→ **Passage to read**:
===============

- Born: 2 June 1921 Free City of Danzig
- Died: 8 March 1997 (aged 75) Neuilly-sur-Seine, France
- Occupation: Film producer
- Years active: 1941–1993
- Spouse: Berta Domínguez ​(m. 1946)​
- Children: Ilya Salkind

= Alexander Salkind =

Polish born-French film producer (1921–97)

Alexander Salkind (/ˈsælkaɪnd/; 2 June 1921 – 8 March 1997) was a French film producer, the second of three generations of successful international producers.

==Life and career==
Salkind was born in the Free City of Danzig to Russian Jewish parents, Maria and Mikhail Salkind (later Miguel Salkind). His family moved to France, where his father worked as a film producer. Following in his father's footsteps, he produced French films and others in Europe and Hollywood: Austerlitz (1960) directed by Abel Gance, Kafka's The Trial (1962) directed by Orson Welles, and 1978's Superman starring Christopher Reeve and Margot Kidder. Salkind's double production, The Three Musketeers (1973), closely followed by The Four Musketeers (1974), led the Screen Actors Guild to issue what became known as the "Salkind Clause", which is intended to guarantee that an acting contract for one film cannot be extended into two films without the consent of the actor. In 1985, DC Comics named Salkind as one of the honorees in the company's 50th anniversary publication Fifty Who Made DC Great for his work on the Superman film franchise.

===============

→ **Written tasks**:
**A.** Using the Alexander Salkind biography, decide whether each statement agrees with it. (i) Salkind's father worked as a film producer in France. (ii) The Trial (1962) was directed by Abel Gance. (iii) The "Salkind Clause" came about after the two Musketeers films.
**B.** Transcribe the Alexander Salkind biography from "- Born: 2 June" up to and including "successful international producers.".
**C.** Write the next part of the Alexander Salkind biography, picking up after its last sentence.

→ **Listing**:
===============

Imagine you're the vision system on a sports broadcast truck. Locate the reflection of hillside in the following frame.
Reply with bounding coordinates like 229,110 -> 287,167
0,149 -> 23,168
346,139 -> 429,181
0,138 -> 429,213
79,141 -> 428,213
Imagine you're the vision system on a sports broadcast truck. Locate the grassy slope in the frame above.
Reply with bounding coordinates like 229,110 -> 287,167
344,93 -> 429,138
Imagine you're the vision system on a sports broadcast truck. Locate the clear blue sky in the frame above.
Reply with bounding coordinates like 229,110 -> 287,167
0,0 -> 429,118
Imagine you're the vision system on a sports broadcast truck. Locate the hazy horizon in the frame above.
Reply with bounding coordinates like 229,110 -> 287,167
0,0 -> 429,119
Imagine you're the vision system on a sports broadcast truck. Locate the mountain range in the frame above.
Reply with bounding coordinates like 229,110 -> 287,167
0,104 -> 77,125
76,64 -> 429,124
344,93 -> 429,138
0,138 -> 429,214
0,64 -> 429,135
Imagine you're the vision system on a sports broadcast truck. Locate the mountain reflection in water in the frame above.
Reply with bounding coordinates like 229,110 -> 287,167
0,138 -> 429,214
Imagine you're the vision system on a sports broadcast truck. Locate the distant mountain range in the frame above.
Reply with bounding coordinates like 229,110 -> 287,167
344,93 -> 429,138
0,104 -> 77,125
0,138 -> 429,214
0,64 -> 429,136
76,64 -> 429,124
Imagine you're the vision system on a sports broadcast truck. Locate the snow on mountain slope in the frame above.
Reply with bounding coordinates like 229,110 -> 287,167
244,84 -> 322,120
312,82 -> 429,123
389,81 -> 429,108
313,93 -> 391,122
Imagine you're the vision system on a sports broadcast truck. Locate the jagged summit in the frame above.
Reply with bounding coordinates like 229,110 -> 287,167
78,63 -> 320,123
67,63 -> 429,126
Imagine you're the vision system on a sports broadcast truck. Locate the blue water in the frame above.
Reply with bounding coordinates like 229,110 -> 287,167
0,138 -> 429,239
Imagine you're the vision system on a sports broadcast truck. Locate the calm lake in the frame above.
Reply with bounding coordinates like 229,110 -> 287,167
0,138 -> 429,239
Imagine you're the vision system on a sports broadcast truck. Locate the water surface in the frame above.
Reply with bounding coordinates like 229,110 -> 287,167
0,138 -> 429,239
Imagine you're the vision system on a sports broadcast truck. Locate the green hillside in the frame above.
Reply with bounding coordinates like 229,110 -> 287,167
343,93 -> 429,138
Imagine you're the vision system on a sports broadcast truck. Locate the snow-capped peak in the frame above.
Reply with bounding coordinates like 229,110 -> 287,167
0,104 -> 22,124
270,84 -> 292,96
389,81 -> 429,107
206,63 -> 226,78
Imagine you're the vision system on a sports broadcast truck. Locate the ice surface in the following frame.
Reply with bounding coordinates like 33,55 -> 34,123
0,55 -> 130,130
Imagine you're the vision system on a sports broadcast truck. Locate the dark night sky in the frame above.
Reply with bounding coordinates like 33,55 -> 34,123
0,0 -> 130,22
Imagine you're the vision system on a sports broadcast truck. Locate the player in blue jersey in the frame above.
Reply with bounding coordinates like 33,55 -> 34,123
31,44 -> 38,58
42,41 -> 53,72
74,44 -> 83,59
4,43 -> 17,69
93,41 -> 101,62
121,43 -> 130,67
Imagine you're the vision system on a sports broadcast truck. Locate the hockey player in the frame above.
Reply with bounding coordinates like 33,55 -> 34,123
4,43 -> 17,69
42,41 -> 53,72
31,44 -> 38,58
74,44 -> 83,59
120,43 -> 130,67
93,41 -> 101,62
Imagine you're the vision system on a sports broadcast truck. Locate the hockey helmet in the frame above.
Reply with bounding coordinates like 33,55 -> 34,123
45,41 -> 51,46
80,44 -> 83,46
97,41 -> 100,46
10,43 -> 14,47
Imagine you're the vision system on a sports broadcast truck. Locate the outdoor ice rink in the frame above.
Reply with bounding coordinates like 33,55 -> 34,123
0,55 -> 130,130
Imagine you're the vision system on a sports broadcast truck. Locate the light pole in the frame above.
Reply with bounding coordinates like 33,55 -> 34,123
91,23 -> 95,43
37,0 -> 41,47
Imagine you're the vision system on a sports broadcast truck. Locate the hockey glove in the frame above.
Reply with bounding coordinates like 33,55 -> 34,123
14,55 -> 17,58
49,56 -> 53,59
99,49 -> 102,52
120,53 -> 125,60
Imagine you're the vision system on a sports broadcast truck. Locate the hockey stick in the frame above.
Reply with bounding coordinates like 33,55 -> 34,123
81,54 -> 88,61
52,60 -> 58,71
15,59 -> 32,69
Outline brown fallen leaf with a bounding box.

===============

→ **Replies**:
**A.**
(i) Yes: "His family moved to France, where his father worked as a film producer."
(ii) No: "Kafka's The Trial (1962) directed by Orson Welles"
(iii) Yes: "Salkind's double production, The Three Musketeers (1973), closely followed by The Four Musketeers (1974), led the Screen Actors Guild to issue what became known as the "Salkind Clause""

**B.**
- Born: 2 June 1921 Free City of Danzig
- Died: 8 March 1997 (aged 75) Neuilly-sur-Seine, France
- Occupation: Film producer
- Years active: 1941–1993
- Spouse: Berta Domínguez ​(m. 1946)​
- Children: Ilya Salkind

= Alexander Salkind =

Polish born-French film producer (1921–97)

Alexander Salkind (/ˈsælkaɪnd/; 2 June 1921 – 8 March 1997) was a French film producer, the second of three generations of successful international producers.

**C.**
Alexander Salkind died in Neuilly-sur-Seine in 1997 and was buried in the Cimetière de Bagneux in the Parisian suburb of Montrouge.

Salkind's son, Ilya Salkind (b. 1947), is also a film producer.

==Filmography==
- Marina (1945 – producer)
- Soltera y con Gemelos (1945 – producer)
- Sinfonia de una vida (1946 – producer; also known as The Symphony of Life)
- Il moderno Barba Azul (A Modern Bluebeard) (1946 – producer; released in the U.S. as Boom to the Moon)
- Black Jack (1950 – co-producer; also known as Captain Black Jack)
- The Daughter of the Regiment (1953 – producer; released in Italy as La figlia del Reggimento, and in the U.S. as The Daughter of the Regiment)
- Mon coquin de père (1958 – producer; released in Italy as A Parigi in vacanza, and worldwide as My Darned Father)
- Austerlitz (1960 – producer; released in the U.S. as The Battle of Austerlitz, and in Italy as Napoleone ad Austerlitz or La Battaglia di Austerlitz)
- Romulus and the Sabines (1961 – producer; released in France as L'Enlevement des Sabines, and in Latin America as El Rapto de las Sabinas)
- The Trial (Le Procès) (1962 – producer, uncredited; released in West Germany as Der Prozess, and in Italy as Il Processo)
- Ballad in Blue (1965 – producer; also known as Blues for Lovers)
- Cervantes (1967 – producer; released in the U.S. as The Life of Cervantes or Young Rebel, in France as Les Aventures Extraordinaires de Cervantes, and in Italy as Le Avventure e Gli Amori di Cervantes)
- Hot Line (1967 – producer; released in France as Le Rouble à deux faces)
- The Light at the Edge of the World (1971 – presenter, executive producer)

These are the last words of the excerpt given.